> Short exercise: Reproduce the records with "ceiling light fixture" changed to "overhead lamp" wherever it occurs, keeping everything else unchanged, and leave the pictures out of your answer.

> Data shown:

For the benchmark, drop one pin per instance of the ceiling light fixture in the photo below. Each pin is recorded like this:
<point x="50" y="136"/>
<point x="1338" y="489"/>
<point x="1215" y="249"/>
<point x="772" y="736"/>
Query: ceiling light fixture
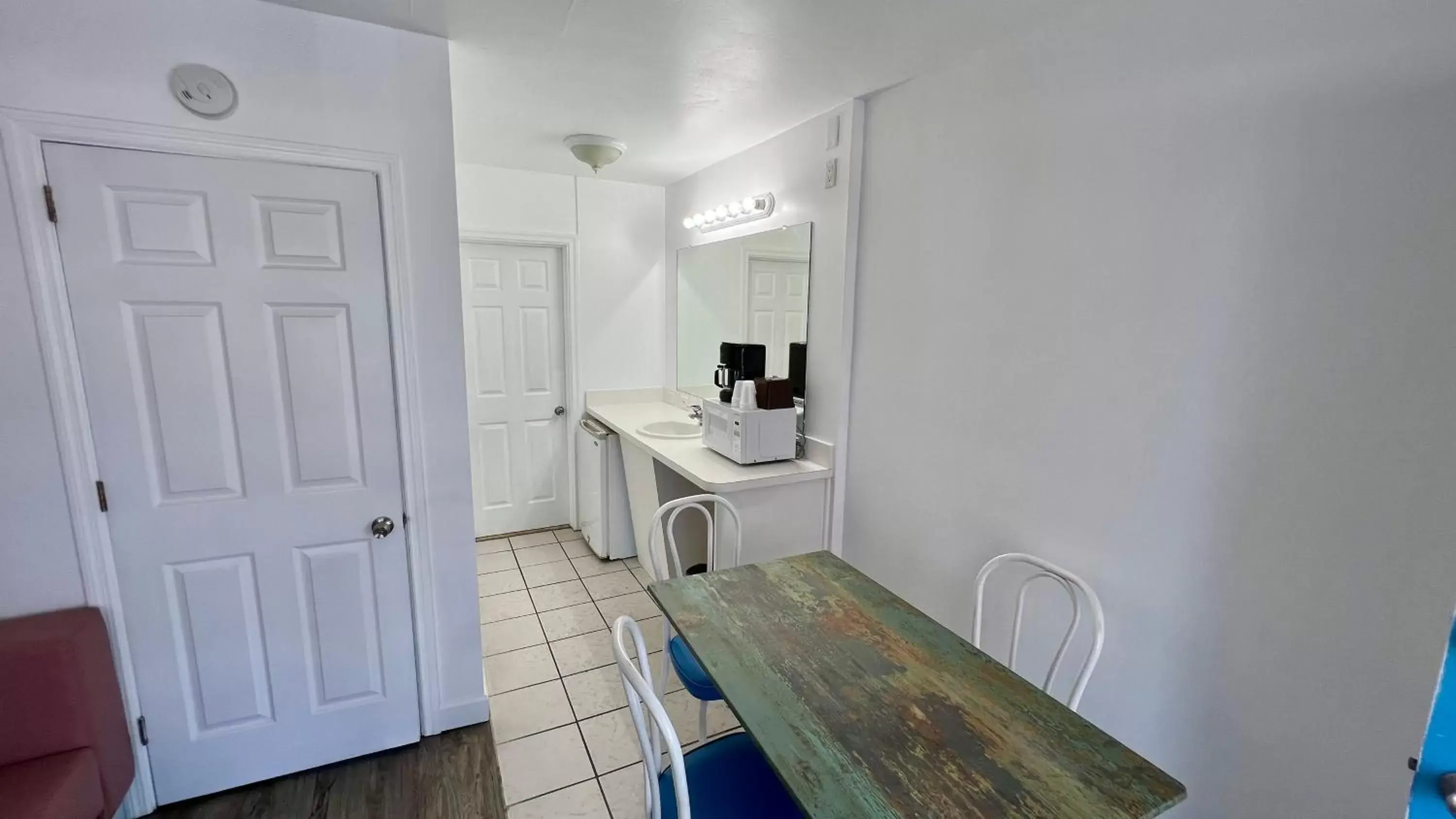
<point x="733" y="213"/>
<point x="596" y="150"/>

> Solved problem:
For the benchmark, drop one pin per instance of the overhead lamp in the photo below. Each pin is recorded like this:
<point x="50" y="136"/>
<point x="1338" y="489"/>
<point x="1215" y="249"/>
<point x="772" y="736"/>
Query: overhead lamp
<point x="733" y="213"/>
<point x="596" y="150"/>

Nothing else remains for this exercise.